## Task list
A) Duplicate the passage of the beer article between "Longtime readers in" and "the study found.", inclusive.
B) For each statement below, say yes or no to whether it agrees with the beer article, and quote the article's words that decide it: (i) Torched Earth ale was released for Earth Day 2021. (ii) New Belgium is a brewer based in Oregon. (iii) The Guardian reports that hops production is rising.

## Document excerpt

- Opening Delimiter -

416-479-0074

The Beer of the Future is Here – And It’s Not Good

The Beer of the Future is Here – And It’s Not Good

beer

Longtime readers in this space might recall when we profiled “Torched Earth” ale, an offering from the famous Colorado brewers New Belgium. They gave drinkers a taste of a future in which we didn’t avert climate change – filling the beer with flavours of smoke (from wildfires, natch) and shelf-stable hops extract (hops needing reliable watering). Hoping to serve this brew as a warning bell, it was released for Earth Day 2021.

And now, two years later, with the warning gone unheeded, actual beer is now exhibiting some of the symptoms New Belgium gave us a preview of. The venerable Guardian reports that due to higher global temperatures – surprise surprise – hops production is down.

“In recent years, demand for high-quality hops has been pushed up by a boom in craft beers with stronger flavours. But emissions of planet-heating gases are putting the plant at risk, the study found.

- Closing Delimiter -

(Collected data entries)

- Opening Delimiter -

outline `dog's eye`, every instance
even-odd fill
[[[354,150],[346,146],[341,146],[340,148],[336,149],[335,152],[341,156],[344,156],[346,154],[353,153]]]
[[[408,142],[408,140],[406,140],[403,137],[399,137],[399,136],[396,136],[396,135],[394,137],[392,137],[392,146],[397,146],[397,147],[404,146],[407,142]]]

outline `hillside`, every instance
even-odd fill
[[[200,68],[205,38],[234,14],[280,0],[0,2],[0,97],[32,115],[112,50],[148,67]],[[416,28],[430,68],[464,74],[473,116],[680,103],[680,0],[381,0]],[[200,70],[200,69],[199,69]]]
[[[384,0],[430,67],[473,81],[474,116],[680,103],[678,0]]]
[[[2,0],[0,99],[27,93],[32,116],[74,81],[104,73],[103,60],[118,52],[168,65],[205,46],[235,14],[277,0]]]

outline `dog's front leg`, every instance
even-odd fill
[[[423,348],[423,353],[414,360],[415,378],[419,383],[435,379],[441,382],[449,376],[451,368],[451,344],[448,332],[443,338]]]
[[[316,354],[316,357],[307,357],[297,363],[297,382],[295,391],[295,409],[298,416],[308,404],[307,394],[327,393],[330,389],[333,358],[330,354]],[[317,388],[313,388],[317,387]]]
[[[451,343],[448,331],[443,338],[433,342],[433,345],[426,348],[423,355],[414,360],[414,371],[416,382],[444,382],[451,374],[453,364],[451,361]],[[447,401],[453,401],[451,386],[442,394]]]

- Closing Delimiter -

## Results of the tasks
A)
Longtime readers in this space might recall when we profiled “Torched Earth” ale, an offering from the famous Colorado brewers New Belgium. They gave drinkers a taste of a future in which we didn’t avert climate change – filling the beer with flavours of smoke (from wildfires, natch) and shelf-stable hops extract (hops needing reliable watering). Hoping to serve this brew as a warning bell, it was released for Earth Day 2021.

And now, two years later, with the warning gone unheeded, actual beer is now exhibiting some of the symptoms New Belgium gave us a preview of. The venerable Guardian reports that due to higher global temperatures – surprise surprise – hops production is down.

“In recent years, demand for high-quality hops has been pushed up by a boom in craft beers with stronger flavours. But emissions of planet-heating gases are putting the plant at risk, the study found.

B)
(i) Yes: "it was released for Earth Day 2021"
(ii) No: "the famous Colorado brewers New Belgium"
(iii) No: "hops production is down"